Coordinate labeling data
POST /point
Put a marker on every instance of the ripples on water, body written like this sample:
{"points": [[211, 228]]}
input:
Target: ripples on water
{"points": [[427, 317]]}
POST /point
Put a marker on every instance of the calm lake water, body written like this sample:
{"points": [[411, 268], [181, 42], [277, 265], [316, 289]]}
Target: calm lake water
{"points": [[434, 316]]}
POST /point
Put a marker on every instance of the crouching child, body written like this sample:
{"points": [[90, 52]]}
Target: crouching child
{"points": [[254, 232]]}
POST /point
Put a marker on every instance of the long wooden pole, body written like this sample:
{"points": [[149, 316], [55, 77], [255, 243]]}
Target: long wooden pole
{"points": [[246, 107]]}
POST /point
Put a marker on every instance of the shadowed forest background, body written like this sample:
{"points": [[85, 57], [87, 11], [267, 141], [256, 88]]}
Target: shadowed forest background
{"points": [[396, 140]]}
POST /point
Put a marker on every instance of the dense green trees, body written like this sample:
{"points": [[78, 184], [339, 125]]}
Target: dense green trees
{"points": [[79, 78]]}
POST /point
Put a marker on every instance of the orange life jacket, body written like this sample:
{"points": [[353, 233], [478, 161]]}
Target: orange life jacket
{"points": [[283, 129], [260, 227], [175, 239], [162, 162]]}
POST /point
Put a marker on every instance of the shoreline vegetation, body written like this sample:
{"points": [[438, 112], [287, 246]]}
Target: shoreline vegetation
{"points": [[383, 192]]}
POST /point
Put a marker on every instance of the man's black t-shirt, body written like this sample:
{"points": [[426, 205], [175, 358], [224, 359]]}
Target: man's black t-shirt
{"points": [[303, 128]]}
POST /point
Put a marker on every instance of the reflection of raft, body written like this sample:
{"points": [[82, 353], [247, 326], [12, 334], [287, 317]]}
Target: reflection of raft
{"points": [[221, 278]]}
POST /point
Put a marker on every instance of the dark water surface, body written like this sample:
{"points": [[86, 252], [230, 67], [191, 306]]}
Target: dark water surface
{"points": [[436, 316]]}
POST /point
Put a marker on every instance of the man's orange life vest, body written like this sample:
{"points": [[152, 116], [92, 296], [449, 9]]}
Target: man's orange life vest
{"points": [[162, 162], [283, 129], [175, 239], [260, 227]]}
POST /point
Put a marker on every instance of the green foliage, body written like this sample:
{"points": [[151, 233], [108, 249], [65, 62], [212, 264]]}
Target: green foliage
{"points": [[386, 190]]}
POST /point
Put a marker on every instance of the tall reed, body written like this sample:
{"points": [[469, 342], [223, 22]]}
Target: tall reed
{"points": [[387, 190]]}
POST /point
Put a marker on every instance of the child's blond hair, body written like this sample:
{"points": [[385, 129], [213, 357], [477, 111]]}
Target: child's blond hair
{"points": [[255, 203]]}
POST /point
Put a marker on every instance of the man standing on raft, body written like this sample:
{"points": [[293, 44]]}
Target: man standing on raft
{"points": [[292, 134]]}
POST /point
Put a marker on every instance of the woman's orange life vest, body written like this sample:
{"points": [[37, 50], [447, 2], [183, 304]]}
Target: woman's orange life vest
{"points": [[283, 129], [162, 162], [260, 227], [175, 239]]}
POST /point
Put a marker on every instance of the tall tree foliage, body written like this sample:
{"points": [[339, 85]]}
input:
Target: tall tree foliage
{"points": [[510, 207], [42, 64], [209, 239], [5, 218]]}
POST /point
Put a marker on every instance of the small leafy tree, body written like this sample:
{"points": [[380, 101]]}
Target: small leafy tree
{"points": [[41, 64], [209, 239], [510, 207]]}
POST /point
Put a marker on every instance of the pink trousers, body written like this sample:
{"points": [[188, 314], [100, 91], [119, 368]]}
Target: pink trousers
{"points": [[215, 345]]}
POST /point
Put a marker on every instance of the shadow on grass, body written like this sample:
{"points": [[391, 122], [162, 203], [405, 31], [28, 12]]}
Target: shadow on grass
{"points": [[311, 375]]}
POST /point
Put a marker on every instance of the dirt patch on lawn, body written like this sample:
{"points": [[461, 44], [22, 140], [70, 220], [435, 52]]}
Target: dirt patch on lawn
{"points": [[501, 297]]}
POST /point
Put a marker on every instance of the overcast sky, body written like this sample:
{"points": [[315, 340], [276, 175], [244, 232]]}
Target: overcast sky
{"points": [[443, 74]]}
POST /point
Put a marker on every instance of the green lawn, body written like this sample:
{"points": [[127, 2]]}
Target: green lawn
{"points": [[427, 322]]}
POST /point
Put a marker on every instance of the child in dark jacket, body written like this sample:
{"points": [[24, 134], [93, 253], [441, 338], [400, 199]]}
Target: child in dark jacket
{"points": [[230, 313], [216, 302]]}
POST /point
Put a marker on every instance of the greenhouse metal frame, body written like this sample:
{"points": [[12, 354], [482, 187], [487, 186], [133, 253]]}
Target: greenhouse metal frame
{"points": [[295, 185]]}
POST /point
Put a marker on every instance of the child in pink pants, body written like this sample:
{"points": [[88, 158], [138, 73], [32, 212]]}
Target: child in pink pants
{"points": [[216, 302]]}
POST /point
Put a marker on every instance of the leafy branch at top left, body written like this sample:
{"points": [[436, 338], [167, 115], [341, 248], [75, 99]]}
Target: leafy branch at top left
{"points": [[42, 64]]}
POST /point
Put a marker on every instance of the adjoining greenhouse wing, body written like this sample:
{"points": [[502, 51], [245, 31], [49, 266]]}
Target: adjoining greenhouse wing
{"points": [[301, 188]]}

[Required work]: Copy down the whole of the data above, matching it exactly.

[Written response]:
POST /point
Put a marker on every instance of the ripples on water, body written like this sample:
{"points": [[211, 228]]}
input:
Target: ripples on water
{"points": [[427, 317]]}
POST /point
Put a marker on every instance of the calm lake water, body written like this sample:
{"points": [[411, 268], [181, 42], [277, 265], [316, 289]]}
Target: calm lake water
{"points": [[434, 316]]}
POST /point
Put a marker on every instance of the crouching child, body written like this sample:
{"points": [[90, 52]]}
Target: crouching child
{"points": [[254, 232]]}
POST /point
Put a marker on every instance of the long wooden pole, body written like this sample:
{"points": [[149, 316], [55, 77], [255, 243]]}
Target: long wooden pole
{"points": [[246, 107]]}
POST /point
Put a marker on every instance of the shadowed forest background, body written like this sample:
{"points": [[85, 57], [87, 11], [267, 141], [256, 88]]}
Target: shadowed forest background
{"points": [[396, 140]]}
POST /point
Put a marker on every instance of the dense green trees, body written like this sample:
{"points": [[78, 184], [339, 125]]}
Target: dense green trees
{"points": [[79, 78]]}
POST /point
Put a marker on every instance of the orange life jacket, body written like this sample:
{"points": [[353, 233], [478, 161]]}
Target: orange life jacket
{"points": [[283, 129], [260, 227], [175, 239], [162, 162]]}
POST /point
Put a marker on every instance of the shoreline vegetation, body written like this sample:
{"points": [[438, 112], [287, 246]]}
Target: shoreline vegetation
{"points": [[383, 192]]}
POST /point
Put a marker on every instance of the man's black t-shirt, body written like this sample:
{"points": [[426, 205], [175, 358], [224, 359]]}
Target: man's black t-shirt
{"points": [[303, 128]]}
POST /point
Put a marker on every instance of the reflection of raft, body written like this sample:
{"points": [[82, 353], [247, 326], [12, 334], [287, 317]]}
Target: reflection of raft
{"points": [[221, 278]]}
POST /point
Put a marker on every instance of the dark water surface, body written like this sample:
{"points": [[86, 252], [230, 67], [191, 306]]}
Target: dark water surface
{"points": [[436, 316]]}
POST /point
Put a marker on every instance of the man's orange life vest, body written like this sample:
{"points": [[152, 116], [92, 296], [449, 9]]}
Target: man's orange life vest
{"points": [[162, 162], [283, 129], [175, 239], [260, 227]]}
POST /point
Put a marker on every instance of the green foliage, body written like this sample:
{"points": [[151, 233], [108, 249], [65, 62], [212, 264]]}
Target: green foliage
{"points": [[386, 190]]}
POST /point
Put a marker on every instance of the tall reed, body written like this sample:
{"points": [[469, 342], [223, 22]]}
Target: tall reed
{"points": [[387, 190]]}
POST /point
Put a marker on every instance of the child's blond hair, body written like this sample:
{"points": [[385, 129], [213, 357], [477, 111]]}
Target: child's blond hair
{"points": [[255, 203]]}
POST /point
Put a marker on every instance of the man standing on raft, body written like this sample:
{"points": [[293, 44]]}
Target: man standing on raft
{"points": [[292, 134]]}
POST /point
Put a marker on every instance of the woman's orange life vest, body written like this sample:
{"points": [[37, 50], [447, 2], [183, 304]]}
Target: woman's orange life vest
{"points": [[283, 129], [162, 162], [260, 227], [175, 239]]}
POST /point
Put a marker on every instance of the tall tree foliage, body written like this sample:
{"points": [[339, 85]]}
input:
Target: tall tree foliage
{"points": [[510, 207], [42, 64], [209, 239], [5, 218]]}
POST /point
Put a marker on every instance of the small leafy tree, body written like this sample:
{"points": [[380, 101]]}
Target: small leafy tree
{"points": [[41, 64], [209, 239], [510, 207]]}
POST /point
Put a marker on every instance of the pink trousers, body written like this sample:
{"points": [[188, 314], [100, 91], [119, 368]]}
Target: pink trousers
{"points": [[215, 345]]}
POST /point
Put a marker on every instance of the shadow on grass, body written like this sample:
{"points": [[391, 122], [162, 203], [405, 31], [28, 12]]}
Target: shadow on grass
{"points": [[311, 375]]}
POST /point
Put a marker on every instance of the dirt patch on lawn, body written like this sample:
{"points": [[461, 44], [22, 140], [70, 220], [435, 52]]}
Target: dirt patch on lawn
{"points": [[501, 297]]}
POST /point
Put a marker on every instance of the overcast sky, body written like this sample:
{"points": [[315, 340], [276, 175], [244, 232]]}
Target: overcast sky
{"points": [[443, 74]]}
POST /point
Put a marker on every instance of the green lawn, body written like this sample:
{"points": [[127, 2]]}
Target: green lawn
{"points": [[427, 322]]}
POST /point
Put a marker on every instance of the child in dark jacket, body written like this sample:
{"points": [[24, 134], [93, 253], [441, 338], [400, 199]]}
Target: child in dark jacket
{"points": [[230, 313], [216, 302]]}
POST /point
Put a marker on every instance of the greenhouse metal frame, body written like this sample:
{"points": [[12, 354], [482, 187], [487, 186], [133, 253]]}
Target: greenhouse metal frame
{"points": [[295, 185]]}
POST /point
Put a marker on every instance of the child in pink pants, body written like this sample:
{"points": [[88, 158], [138, 73], [32, 212]]}
Target: child in pink pants
{"points": [[216, 302]]}
POST /point
Put a marker on every instance of the leafy branch at top left, body written like this sample:
{"points": [[436, 338], [167, 115], [341, 248], [75, 99]]}
Target: leafy branch at top left
{"points": [[42, 64]]}
POST /point
Put a marker on every instance of the adjoining greenhouse wing, body written like this sample:
{"points": [[502, 51], [245, 31], [49, 266]]}
Target: adjoining greenhouse wing
{"points": [[301, 188]]}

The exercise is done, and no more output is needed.